**Goal**
Gather every line in the records below that contains the string "grass", and copy each one.

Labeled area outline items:
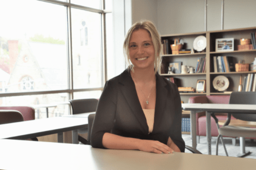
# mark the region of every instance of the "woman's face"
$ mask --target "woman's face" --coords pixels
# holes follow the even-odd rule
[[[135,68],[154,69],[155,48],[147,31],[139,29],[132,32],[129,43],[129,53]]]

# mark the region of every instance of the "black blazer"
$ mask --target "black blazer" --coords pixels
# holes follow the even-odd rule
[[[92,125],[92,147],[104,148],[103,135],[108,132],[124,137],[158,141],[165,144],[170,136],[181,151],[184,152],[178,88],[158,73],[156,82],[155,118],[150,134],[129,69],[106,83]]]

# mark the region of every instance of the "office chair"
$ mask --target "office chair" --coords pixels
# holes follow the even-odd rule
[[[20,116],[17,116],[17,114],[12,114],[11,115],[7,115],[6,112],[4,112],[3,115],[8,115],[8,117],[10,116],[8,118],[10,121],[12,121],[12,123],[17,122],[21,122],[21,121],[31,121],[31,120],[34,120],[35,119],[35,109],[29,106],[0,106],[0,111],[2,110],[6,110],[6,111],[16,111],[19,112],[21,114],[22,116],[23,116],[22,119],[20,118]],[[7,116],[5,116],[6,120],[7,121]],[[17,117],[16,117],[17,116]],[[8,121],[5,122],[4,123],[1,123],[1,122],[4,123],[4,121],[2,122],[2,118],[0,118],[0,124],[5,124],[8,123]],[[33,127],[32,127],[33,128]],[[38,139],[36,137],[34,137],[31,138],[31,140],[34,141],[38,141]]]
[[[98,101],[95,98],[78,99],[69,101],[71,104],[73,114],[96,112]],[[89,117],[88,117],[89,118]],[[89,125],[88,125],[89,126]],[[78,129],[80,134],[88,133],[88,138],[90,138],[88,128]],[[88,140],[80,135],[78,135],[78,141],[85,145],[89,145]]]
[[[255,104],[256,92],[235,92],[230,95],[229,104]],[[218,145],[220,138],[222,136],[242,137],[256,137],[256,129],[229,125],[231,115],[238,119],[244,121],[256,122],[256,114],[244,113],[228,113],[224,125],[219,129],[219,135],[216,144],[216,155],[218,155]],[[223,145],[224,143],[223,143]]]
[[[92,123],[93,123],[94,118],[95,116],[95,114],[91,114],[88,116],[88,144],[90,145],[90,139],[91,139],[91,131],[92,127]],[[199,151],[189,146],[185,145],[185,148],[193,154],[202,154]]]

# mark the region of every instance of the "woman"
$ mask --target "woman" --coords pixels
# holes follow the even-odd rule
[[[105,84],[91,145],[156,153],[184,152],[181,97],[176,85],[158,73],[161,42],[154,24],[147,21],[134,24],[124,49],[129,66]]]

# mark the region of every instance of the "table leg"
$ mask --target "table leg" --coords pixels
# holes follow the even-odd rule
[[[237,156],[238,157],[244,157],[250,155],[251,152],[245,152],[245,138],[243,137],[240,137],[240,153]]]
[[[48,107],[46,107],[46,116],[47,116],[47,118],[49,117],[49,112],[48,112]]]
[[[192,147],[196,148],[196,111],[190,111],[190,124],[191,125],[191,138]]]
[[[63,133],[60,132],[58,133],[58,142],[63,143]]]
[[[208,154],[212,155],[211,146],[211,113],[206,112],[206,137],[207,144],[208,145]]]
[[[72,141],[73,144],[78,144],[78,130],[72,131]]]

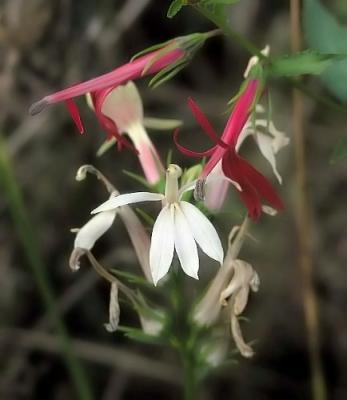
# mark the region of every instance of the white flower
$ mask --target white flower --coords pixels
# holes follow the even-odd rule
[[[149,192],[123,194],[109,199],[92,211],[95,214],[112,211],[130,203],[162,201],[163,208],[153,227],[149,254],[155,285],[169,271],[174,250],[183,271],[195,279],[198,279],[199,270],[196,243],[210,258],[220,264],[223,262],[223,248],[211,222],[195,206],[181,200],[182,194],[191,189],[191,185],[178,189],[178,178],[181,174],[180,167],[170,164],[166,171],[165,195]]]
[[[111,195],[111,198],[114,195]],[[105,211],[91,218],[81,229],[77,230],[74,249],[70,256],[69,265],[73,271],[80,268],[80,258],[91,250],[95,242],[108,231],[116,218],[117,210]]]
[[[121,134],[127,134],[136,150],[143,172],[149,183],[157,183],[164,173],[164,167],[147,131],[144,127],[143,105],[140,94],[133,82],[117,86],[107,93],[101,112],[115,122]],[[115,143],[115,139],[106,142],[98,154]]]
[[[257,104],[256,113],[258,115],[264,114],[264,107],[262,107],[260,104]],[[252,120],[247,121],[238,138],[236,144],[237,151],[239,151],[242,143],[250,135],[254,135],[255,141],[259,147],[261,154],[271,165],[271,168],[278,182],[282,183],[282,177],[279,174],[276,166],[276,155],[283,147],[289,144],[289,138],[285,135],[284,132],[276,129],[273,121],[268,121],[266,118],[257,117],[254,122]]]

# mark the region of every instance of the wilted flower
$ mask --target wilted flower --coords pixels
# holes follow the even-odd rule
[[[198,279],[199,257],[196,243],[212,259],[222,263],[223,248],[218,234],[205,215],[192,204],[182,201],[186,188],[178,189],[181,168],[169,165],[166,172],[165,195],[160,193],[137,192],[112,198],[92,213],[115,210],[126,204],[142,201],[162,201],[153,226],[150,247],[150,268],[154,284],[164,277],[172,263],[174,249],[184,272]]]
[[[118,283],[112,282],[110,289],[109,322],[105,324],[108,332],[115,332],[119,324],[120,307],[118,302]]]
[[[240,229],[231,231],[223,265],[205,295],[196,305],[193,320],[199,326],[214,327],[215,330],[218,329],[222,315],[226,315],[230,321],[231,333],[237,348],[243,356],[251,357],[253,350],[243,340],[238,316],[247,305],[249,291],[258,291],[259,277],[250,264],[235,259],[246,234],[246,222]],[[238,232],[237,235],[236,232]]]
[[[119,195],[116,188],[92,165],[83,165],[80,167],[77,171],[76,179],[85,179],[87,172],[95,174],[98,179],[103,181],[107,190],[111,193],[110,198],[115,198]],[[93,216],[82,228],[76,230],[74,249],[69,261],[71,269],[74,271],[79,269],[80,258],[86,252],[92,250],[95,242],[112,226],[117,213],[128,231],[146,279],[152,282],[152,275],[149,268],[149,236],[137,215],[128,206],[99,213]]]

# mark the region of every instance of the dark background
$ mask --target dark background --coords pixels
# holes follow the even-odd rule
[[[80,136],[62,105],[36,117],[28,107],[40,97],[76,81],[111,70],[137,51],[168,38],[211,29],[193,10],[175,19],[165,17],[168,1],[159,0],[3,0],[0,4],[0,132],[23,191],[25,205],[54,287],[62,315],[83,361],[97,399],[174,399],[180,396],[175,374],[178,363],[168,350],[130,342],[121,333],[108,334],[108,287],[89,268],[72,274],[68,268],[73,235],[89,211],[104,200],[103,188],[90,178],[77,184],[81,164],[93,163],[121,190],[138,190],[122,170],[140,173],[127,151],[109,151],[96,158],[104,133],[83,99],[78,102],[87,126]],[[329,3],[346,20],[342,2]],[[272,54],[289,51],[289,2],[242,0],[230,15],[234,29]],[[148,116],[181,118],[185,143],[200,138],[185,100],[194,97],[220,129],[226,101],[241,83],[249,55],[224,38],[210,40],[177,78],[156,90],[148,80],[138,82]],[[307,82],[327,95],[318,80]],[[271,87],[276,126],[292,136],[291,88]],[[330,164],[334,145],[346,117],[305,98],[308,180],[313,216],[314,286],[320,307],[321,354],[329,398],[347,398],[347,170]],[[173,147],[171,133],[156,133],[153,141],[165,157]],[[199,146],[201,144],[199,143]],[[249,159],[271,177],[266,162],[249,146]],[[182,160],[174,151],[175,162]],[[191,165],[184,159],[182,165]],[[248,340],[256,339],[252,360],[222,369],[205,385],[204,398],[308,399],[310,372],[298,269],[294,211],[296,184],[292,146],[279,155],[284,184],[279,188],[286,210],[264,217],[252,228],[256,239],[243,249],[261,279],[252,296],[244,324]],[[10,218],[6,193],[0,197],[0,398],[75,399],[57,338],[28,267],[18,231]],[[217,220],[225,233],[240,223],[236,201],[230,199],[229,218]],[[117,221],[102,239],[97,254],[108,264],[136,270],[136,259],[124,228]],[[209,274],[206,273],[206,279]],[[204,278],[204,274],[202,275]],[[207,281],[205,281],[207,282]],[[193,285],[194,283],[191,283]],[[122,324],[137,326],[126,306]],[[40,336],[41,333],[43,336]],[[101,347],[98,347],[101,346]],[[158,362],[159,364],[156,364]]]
---
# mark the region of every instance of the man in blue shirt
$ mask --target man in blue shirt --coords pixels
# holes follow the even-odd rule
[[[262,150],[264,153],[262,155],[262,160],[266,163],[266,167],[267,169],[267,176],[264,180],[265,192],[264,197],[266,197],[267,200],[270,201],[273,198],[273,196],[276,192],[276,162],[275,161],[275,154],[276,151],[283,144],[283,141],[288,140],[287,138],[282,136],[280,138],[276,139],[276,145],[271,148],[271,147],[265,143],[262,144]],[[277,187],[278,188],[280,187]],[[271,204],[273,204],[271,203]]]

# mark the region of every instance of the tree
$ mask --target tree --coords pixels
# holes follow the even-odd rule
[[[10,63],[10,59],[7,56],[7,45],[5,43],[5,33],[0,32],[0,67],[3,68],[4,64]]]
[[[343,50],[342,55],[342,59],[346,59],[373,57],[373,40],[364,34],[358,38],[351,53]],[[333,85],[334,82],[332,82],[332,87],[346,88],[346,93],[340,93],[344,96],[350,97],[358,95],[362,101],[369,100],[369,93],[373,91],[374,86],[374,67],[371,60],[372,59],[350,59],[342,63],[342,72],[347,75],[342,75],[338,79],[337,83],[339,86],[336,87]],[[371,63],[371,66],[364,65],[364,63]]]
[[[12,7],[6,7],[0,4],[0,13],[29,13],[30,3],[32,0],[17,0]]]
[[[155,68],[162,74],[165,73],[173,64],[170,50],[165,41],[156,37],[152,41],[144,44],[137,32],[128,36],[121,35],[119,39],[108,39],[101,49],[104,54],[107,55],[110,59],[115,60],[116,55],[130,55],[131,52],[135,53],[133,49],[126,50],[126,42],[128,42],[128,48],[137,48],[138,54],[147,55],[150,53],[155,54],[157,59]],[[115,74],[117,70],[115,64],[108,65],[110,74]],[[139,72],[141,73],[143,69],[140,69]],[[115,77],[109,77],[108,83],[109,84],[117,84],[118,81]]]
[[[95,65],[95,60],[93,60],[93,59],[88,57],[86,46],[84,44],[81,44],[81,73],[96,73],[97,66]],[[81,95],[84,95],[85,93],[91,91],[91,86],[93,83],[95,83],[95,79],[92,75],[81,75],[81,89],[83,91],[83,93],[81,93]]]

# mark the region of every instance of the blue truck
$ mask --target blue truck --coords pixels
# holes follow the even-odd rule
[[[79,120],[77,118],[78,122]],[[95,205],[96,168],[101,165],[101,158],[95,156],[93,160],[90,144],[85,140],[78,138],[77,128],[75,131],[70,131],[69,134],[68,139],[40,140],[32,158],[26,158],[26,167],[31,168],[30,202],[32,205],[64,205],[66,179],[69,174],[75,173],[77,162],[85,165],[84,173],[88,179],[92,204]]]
---
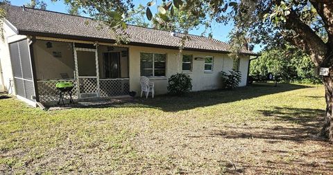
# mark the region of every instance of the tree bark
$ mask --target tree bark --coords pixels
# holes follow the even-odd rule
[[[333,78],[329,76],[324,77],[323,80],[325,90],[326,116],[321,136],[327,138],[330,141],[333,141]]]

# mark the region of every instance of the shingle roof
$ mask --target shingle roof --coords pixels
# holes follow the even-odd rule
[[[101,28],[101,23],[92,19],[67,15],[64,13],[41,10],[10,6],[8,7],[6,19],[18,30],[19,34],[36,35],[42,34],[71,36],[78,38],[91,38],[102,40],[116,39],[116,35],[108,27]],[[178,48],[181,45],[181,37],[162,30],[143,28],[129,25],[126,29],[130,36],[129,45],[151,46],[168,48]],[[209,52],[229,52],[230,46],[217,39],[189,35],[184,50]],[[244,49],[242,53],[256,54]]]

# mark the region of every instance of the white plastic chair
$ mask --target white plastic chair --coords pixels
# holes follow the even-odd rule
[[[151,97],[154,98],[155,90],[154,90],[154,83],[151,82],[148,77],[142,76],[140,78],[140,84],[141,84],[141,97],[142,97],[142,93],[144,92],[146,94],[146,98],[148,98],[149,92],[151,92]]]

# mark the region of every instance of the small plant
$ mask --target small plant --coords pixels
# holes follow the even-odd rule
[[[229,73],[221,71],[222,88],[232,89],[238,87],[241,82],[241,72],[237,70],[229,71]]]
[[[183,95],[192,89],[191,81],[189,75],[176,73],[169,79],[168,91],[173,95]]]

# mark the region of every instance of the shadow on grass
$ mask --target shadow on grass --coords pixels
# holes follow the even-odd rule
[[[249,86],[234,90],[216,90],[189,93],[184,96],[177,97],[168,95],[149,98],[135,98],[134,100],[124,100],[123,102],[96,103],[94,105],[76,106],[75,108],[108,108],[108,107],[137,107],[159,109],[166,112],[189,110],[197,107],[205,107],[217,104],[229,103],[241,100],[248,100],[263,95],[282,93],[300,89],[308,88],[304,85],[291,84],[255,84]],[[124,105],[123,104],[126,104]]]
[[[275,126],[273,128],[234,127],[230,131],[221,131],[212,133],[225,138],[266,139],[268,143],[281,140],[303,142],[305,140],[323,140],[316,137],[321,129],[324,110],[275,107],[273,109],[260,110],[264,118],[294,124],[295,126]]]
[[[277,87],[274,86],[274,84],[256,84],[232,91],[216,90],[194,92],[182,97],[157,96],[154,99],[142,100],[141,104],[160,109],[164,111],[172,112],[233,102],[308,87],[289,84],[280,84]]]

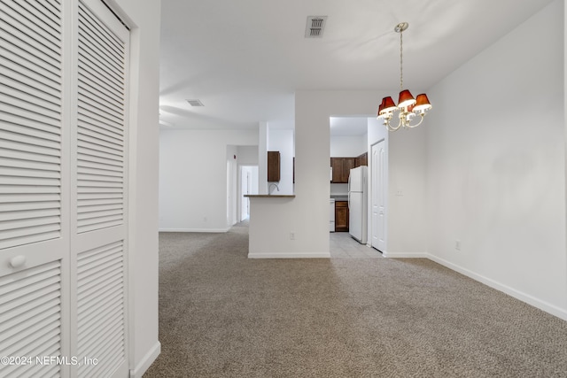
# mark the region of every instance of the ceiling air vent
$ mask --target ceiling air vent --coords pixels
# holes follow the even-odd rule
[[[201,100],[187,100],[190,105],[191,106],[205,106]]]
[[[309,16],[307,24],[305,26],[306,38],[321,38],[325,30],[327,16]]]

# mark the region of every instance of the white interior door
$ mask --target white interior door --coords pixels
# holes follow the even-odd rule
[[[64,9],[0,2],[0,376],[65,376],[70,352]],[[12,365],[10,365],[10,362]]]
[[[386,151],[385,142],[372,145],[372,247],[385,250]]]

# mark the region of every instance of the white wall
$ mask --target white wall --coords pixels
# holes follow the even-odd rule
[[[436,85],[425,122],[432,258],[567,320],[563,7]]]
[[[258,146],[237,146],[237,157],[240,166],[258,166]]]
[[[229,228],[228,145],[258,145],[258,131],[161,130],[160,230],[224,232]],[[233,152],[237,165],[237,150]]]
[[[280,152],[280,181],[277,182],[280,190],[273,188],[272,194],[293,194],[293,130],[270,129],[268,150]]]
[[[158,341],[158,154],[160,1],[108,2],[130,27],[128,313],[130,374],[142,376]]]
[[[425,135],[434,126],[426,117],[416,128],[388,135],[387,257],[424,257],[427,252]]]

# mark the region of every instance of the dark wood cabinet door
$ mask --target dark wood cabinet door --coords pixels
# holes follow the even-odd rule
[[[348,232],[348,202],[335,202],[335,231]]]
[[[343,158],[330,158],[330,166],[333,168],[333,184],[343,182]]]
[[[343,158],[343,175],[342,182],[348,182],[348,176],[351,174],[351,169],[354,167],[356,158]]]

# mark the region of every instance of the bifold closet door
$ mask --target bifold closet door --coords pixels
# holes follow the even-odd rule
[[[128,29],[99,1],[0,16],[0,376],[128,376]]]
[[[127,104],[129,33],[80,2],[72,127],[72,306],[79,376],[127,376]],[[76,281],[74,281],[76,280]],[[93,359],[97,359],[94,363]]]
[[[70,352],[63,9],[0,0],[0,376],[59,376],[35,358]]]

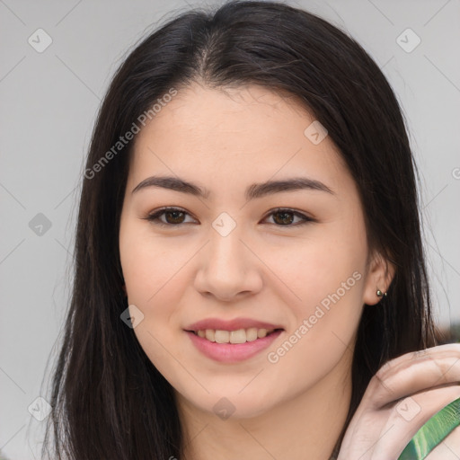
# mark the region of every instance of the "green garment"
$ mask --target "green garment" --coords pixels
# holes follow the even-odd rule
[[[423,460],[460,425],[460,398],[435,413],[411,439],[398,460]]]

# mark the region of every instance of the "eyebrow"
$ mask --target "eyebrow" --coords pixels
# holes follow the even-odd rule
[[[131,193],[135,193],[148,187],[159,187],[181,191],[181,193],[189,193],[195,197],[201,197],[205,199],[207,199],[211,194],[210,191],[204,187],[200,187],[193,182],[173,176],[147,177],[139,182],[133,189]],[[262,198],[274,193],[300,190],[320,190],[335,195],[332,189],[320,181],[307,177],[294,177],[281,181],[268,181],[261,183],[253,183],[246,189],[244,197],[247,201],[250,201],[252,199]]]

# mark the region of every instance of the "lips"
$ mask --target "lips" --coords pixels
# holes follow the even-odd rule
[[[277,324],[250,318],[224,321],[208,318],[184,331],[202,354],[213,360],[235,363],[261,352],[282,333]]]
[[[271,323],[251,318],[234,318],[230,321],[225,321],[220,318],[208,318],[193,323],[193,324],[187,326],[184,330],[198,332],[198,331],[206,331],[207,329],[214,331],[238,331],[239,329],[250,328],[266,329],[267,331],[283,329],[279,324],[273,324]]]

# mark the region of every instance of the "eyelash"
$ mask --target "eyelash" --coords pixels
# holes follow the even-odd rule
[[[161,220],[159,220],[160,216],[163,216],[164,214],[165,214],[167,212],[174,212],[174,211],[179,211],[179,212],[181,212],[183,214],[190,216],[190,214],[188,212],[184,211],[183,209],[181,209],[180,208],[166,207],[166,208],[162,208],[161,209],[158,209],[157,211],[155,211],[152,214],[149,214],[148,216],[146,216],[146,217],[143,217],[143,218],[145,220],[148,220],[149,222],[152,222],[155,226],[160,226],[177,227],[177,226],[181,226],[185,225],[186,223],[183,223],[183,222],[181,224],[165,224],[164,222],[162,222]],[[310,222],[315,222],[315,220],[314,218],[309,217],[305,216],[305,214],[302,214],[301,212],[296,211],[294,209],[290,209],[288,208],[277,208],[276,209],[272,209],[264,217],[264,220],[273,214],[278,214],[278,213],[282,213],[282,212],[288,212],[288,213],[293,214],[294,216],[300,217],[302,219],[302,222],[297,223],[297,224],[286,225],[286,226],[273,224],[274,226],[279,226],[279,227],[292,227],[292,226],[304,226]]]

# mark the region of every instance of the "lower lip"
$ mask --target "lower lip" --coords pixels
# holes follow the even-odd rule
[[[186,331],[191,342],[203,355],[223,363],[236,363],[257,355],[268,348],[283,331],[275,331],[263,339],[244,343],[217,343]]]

**Solution for this exercise**
# mark the region of every instance of the shadow on grass
$ mask --target shadow on grass --coords pixels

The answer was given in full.